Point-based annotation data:
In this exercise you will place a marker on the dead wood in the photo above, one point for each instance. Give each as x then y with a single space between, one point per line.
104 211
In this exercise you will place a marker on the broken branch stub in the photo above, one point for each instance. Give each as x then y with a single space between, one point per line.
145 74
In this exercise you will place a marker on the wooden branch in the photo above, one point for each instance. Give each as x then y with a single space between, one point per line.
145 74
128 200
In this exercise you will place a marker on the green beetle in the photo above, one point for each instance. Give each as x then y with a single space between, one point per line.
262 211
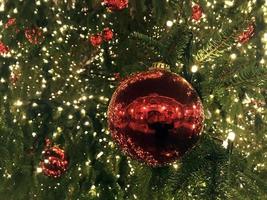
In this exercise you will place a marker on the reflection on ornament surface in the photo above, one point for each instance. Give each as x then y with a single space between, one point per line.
155 117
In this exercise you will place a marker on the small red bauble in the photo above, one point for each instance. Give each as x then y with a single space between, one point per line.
10 22
54 162
34 35
247 34
155 117
96 40
107 34
196 12
3 48
114 5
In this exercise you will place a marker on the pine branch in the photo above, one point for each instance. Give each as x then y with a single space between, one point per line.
214 49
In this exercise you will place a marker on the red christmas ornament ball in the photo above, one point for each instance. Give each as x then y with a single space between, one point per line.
96 40
114 5
107 34
196 12
155 117
247 34
34 35
54 162
10 22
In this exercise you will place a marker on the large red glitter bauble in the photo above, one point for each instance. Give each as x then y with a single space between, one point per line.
155 117
54 162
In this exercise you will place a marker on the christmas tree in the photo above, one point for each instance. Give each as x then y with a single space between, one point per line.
62 60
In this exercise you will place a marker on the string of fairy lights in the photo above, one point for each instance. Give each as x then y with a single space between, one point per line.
38 84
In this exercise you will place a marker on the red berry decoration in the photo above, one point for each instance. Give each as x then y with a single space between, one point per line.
3 48
115 5
34 35
54 162
196 12
155 116
96 40
107 34
247 34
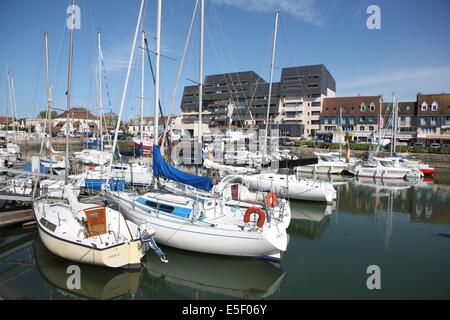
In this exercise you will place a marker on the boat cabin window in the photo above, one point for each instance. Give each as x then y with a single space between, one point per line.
327 158
160 206
96 221
386 163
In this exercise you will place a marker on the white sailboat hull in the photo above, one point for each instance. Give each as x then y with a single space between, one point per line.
123 255
307 190
182 234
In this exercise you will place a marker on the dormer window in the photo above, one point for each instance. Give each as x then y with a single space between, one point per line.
424 106
434 106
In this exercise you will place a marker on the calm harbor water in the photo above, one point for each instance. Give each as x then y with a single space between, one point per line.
404 229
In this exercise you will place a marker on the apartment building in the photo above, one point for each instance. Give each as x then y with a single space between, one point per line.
360 116
406 121
433 118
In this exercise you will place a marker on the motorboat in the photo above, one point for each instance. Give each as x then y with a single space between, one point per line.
384 168
404 161
328 163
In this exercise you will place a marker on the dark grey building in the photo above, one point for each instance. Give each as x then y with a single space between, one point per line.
242 96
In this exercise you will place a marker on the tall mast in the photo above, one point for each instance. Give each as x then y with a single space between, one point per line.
125 88
69 87
340 131
394 122
14 111
100 98
49 101
142 85
158 57
270 82
200 86
8 76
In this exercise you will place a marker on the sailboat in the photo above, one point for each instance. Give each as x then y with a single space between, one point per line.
202 224
95 154
89 233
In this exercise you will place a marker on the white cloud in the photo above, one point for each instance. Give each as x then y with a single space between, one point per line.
406 82
300 9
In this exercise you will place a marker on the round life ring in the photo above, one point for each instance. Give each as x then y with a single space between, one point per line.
271 199
261 216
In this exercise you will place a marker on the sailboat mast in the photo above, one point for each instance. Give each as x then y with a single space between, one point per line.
100 98
270 82
49 103
69 88
340 132
8 76
124 92
200 86
158 58
142 85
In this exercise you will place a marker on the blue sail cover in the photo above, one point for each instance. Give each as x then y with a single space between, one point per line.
163 169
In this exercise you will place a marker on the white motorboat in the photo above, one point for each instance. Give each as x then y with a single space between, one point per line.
88 233
291 186
404 161
92 156
134 173
384 169
328 163
50 188
7 155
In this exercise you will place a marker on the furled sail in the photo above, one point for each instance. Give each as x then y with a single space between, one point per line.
163 169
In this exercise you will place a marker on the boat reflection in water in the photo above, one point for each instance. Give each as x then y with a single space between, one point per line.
310 220
95 282
199 275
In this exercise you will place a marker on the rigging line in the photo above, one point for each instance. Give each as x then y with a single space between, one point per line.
155 139
266 57
180 69
284 29
34 92
230 92
222 58
222 33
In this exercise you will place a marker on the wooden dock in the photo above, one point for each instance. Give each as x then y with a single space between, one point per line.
17 216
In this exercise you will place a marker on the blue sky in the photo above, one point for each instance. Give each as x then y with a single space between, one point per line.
410 54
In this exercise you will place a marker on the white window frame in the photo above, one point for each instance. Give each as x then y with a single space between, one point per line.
424 106
434 106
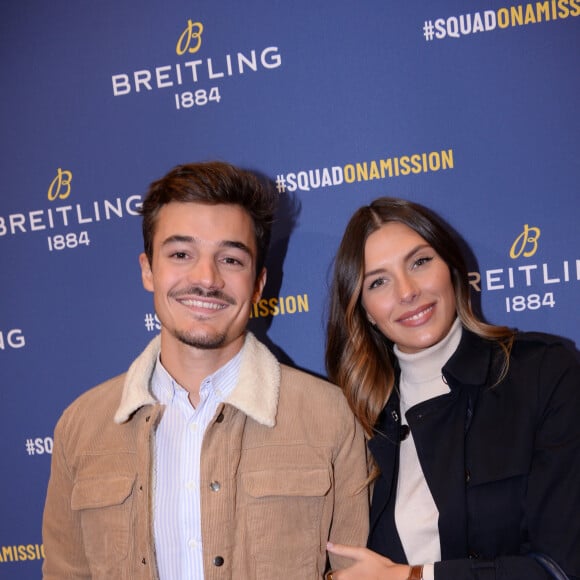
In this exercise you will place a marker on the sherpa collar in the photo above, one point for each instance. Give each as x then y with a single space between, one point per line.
255 394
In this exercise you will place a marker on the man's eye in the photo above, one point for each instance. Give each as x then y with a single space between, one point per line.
179 255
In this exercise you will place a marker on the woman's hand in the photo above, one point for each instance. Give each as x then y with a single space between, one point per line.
367 565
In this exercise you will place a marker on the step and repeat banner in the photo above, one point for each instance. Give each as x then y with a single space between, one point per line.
468 108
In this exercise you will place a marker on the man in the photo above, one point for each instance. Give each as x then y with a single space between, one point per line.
208 459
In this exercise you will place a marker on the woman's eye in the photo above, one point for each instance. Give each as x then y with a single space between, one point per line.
424 260
376 283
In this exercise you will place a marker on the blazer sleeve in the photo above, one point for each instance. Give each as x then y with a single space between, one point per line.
552 500
61 527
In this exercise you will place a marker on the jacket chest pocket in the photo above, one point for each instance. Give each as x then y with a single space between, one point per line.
284 518
105 507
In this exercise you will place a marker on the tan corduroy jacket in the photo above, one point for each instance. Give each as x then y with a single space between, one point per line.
285 449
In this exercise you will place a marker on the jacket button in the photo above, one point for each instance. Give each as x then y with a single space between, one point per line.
218 561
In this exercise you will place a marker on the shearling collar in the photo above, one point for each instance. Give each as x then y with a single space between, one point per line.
255 394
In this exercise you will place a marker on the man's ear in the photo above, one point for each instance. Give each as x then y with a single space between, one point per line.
146 273
259 286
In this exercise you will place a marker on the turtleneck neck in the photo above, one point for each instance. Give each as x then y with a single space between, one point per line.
421 372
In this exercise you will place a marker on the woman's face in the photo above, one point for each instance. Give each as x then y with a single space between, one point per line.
407 290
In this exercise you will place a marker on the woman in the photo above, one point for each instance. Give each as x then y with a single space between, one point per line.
474 429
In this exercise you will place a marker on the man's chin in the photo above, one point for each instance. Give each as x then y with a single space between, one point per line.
202 341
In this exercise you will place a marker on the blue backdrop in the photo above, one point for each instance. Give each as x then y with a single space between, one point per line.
471 109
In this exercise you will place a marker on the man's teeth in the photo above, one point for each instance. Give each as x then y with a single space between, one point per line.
203 304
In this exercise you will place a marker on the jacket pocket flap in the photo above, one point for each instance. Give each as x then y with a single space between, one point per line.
287 482
102 492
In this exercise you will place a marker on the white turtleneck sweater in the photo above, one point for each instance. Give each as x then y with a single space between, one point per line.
416 515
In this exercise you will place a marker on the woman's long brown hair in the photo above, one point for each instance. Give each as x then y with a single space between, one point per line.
358 357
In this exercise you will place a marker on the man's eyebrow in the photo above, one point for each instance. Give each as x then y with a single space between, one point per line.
178 238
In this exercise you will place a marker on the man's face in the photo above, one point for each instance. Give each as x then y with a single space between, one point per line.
203 274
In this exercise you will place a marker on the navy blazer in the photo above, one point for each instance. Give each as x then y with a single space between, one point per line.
502 462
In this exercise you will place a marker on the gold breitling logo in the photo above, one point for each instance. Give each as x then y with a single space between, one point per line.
60 185
527 239
190 39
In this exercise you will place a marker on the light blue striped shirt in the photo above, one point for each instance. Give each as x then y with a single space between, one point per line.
176 493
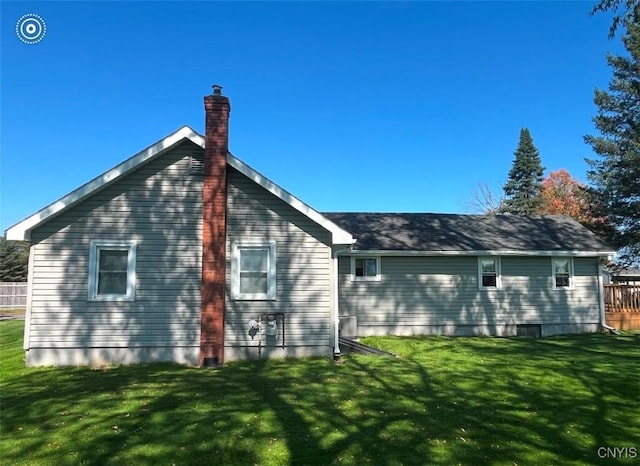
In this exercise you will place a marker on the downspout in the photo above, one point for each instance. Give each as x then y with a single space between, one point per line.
336 308
27 315
603 320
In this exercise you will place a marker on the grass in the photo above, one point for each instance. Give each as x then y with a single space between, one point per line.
443 401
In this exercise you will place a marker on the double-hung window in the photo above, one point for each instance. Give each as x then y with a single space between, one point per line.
562 272
253 271
365 268
112 270
489 273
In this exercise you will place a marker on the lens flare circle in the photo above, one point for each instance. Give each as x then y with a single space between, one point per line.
31 28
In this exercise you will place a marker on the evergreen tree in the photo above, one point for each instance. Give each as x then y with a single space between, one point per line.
625 11
14 259
615 174
522 190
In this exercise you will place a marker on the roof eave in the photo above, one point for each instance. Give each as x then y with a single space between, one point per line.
338 235
566 253
21 231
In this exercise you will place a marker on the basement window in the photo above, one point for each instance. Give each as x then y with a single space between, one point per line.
489 273
562 273
253 271
112 270
365 268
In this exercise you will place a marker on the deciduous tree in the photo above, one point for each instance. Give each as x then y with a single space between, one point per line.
561 194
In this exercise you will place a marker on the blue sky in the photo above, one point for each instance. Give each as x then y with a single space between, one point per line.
364 106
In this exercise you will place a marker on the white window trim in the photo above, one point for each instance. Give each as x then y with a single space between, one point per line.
270 295
378 276
95 247
571 274
498 273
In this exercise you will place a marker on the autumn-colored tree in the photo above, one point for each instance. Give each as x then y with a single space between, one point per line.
561 194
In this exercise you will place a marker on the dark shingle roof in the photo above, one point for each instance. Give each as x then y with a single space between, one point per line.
453 232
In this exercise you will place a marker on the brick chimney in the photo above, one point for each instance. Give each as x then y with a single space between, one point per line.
214 228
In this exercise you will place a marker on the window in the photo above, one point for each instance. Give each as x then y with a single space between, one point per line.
563 273
112 270
365 268
489 273
253 271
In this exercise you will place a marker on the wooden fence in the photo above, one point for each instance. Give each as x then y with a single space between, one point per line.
13 294
622 306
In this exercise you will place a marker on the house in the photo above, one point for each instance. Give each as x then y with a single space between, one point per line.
184 253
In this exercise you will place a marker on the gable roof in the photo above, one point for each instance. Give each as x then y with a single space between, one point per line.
22 230
469 234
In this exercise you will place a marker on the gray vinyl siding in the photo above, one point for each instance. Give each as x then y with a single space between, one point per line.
431 293
159 206
303 270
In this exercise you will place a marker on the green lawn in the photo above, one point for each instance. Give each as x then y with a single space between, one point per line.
443 401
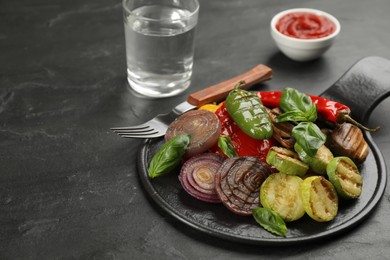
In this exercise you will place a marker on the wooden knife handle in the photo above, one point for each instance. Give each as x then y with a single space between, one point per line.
219 92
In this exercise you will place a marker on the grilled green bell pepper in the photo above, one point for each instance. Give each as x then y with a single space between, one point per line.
248 112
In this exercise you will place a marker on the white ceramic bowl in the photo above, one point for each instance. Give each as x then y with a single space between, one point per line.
303 49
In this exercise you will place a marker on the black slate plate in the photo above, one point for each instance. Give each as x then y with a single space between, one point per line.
361 88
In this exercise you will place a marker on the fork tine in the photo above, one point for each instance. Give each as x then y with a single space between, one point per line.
149 132
134 130
150 135
136 127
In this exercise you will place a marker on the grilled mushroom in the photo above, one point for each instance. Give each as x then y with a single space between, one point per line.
348 140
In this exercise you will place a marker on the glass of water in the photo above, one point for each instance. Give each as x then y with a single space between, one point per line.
160 45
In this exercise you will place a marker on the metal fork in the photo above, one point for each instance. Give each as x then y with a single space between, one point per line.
155 127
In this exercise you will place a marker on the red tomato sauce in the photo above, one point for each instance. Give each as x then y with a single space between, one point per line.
303 25
243 143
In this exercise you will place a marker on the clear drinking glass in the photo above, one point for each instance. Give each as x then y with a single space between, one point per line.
160 45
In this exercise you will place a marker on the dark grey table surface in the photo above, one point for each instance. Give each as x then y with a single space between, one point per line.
69 187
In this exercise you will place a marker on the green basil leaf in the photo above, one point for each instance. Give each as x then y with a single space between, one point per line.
292 100
226 145
291 116
309 136
270 221
169 155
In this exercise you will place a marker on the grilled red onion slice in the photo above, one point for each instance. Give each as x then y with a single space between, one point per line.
238 182
202 125
197 176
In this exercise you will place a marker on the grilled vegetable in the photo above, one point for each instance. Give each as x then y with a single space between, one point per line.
296 107
280 192
281 131
345 176
309 136
329 110
347 140
169 156
319 198
238 182
249 113
270 220
319 161
227 147
202 125
197 176
286 161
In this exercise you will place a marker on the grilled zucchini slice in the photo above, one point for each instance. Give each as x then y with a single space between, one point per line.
319 198
280 193
345 176
286 161
317 163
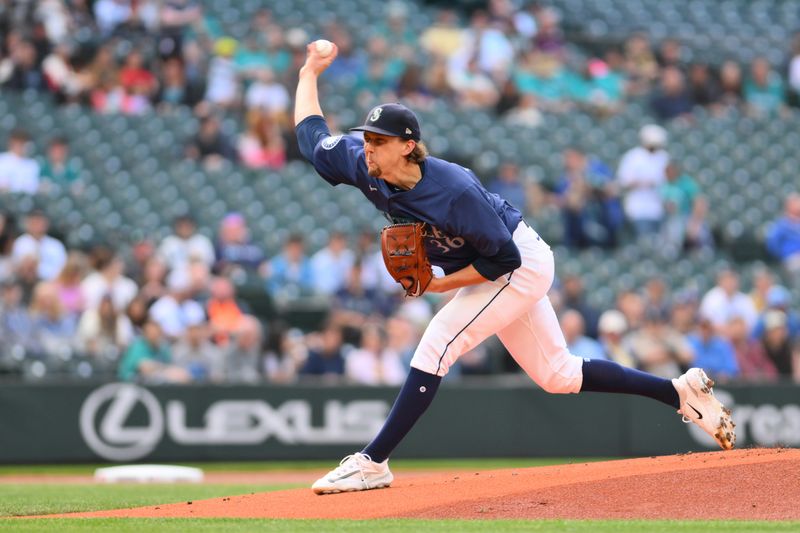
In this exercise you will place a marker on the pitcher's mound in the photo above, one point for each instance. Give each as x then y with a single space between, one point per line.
743 484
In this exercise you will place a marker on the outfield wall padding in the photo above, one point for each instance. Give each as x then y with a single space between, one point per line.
128 423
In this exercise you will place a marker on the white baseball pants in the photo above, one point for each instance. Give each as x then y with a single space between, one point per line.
517 309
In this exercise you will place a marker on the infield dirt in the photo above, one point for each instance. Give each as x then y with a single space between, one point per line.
753 484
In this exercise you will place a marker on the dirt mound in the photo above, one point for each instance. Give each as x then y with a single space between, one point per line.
742 484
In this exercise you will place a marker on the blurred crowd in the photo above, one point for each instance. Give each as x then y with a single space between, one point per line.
168 312
143 56
171 312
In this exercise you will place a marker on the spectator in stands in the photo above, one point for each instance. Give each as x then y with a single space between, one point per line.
184 245
48 253
698 234
411 87
332 264
713 352
225 316
222 82
672 100
68 283
670 54
684 311
383 70
210 145
139 85
779 299
597 88
276 48
57 171
55 18
399 35
138 311
373 363
267 94
472 87
8 233
632 306
110 14
176 17
754 365
16 324
725 301
235 251
641 173
137 256
104 332
60 76
350 63
763 281
290 275
640 63
763 92
549 38
25 72
285 353
783 236
731 89
53 327
659 349
176 310
195 352
573 326
444 37
526 113
780 349
589 201
250 58
262 145
793 75
574 297
325 356
107 277
18 172
149 359
655 295
175 88
678 195
243 359
101 77
703 89
612 328
353 304
154 278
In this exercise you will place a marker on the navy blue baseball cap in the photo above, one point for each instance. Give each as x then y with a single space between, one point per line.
395 120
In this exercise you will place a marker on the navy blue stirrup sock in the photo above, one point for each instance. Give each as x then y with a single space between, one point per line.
414 398
607 376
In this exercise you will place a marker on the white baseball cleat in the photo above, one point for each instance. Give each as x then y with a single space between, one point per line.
699 405
355 472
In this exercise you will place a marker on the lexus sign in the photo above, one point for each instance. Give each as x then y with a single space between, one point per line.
107 429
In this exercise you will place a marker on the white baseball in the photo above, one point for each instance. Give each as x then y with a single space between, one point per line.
324 47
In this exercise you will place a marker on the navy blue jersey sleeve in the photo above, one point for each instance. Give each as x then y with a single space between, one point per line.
336 158
473 218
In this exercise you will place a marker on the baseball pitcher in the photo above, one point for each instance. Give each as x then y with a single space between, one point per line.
501 267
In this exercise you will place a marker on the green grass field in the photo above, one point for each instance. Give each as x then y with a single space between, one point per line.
41 499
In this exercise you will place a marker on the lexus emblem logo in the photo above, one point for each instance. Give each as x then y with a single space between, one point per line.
111 437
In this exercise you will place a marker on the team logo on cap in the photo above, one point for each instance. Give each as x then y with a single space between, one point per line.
330 142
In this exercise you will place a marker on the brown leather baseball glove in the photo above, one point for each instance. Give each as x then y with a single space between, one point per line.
405 257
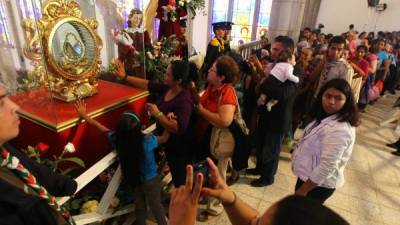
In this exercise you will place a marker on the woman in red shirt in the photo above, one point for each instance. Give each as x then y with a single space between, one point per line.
217 108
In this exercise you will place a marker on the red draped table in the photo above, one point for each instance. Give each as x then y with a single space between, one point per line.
55 123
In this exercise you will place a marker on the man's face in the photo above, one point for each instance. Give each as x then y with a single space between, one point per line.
220 33
276 49
335 51
9 120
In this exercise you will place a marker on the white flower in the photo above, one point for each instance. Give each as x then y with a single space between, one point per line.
70 148
151 56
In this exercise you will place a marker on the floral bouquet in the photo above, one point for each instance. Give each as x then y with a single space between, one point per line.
192 5
157 58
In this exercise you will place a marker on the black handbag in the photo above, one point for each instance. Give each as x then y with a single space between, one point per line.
240 133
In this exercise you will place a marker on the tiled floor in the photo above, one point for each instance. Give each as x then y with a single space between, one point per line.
371 194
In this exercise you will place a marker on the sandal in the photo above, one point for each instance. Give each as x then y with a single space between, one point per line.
205 216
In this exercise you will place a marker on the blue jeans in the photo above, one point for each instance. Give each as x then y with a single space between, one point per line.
268 155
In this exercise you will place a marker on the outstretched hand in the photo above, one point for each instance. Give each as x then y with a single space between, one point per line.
218 188
184 200
120 69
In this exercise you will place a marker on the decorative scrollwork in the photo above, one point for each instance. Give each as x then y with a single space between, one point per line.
71 49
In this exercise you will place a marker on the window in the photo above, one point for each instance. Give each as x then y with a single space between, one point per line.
125 6
251 17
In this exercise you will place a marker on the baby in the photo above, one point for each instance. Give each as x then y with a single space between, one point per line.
281 72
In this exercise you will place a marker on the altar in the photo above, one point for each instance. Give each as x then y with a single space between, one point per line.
55 122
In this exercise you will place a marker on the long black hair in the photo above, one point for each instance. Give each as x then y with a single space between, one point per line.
348 113
301 210
129 145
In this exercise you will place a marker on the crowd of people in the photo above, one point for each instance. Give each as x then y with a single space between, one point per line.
318 84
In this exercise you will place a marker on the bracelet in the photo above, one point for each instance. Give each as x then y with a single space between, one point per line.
230 204
158 115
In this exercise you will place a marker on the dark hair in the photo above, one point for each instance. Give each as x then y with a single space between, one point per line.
286 41
361 34
193 72
134 12
300 210
129 146
227 67
244 66
180 71
348 113
365 48
337 40
284 56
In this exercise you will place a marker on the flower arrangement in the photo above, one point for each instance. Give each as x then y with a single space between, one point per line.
169 13
37 151
157 58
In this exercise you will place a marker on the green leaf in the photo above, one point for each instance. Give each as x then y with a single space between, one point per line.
69 170
75 160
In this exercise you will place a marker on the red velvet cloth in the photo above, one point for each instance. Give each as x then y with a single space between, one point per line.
91 145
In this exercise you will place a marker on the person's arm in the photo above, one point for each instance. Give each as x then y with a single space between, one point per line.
239 212
385 68
372 66
357 69
184 200
223 118
169 125
290 76
164 137
317 71
80 107
134 81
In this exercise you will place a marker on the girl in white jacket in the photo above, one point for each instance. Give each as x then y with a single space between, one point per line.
327 142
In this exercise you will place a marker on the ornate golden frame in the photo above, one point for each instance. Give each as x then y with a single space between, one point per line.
64 84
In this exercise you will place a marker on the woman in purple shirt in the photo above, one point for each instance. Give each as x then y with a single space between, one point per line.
176 99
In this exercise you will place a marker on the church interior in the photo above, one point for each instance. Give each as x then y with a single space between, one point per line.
199 112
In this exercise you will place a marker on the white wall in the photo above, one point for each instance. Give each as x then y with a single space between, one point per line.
337 15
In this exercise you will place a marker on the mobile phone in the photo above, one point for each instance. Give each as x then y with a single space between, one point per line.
201 167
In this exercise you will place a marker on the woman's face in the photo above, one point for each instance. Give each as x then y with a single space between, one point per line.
333 101
361 53
212 76
169 78
135 20
306 55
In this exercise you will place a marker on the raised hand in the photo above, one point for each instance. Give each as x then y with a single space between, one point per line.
184 200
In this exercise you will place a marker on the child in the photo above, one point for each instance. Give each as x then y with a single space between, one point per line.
282 71
135 153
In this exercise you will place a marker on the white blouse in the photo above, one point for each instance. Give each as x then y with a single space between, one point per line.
323 152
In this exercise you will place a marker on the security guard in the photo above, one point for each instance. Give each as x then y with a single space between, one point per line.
227 36
216 47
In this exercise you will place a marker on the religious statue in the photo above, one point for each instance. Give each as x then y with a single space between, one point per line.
132 40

GOAL: Output the line holding "the white wall", then every later line through the end of the records above, exactly as given and nothing else.

FINAL RESULT:
In this exercise you will place a marker on the white wall in the photo above, one point for each instance. Give each as x then y with a single space between, one point per line.
337 15
In this exercise you will place a marker on the mobile phone in the photo above, one point for each instance. Give each as x then y with a single space between, one point per line.
201 167
In this exercise you will place a marker on the woman's face in the photo above, one point for each instance. Give each as x then y with a single space between, one point per line.
333 101
361 53
212 76
169 78
135 20
306 55
In this exercise you will place a marker on the raised hand in the photo above, one point for each instance. Give each as x then y with a single space between, one point per line.
184 200
In this exercise you will place a marker on the child in the photo above, one point for each instance. Give each as x then y with a single space between, one point per line.
282 71
135 153
In this exercise you will place a marker on the white blouse in the photo above, one point for each instance. Give each as x then y with a single space between, one point per line.
323 152
In this exercise you will place a marker on the security guard in the photo above, one point for each instance. Give each as x then y with a single space between, one point per line.
227 36
216 47
In this exercise you will place a marker on the religious statue in the photo above, one point for each instance. Give each as x then y with a single space between, one point per line.
132 40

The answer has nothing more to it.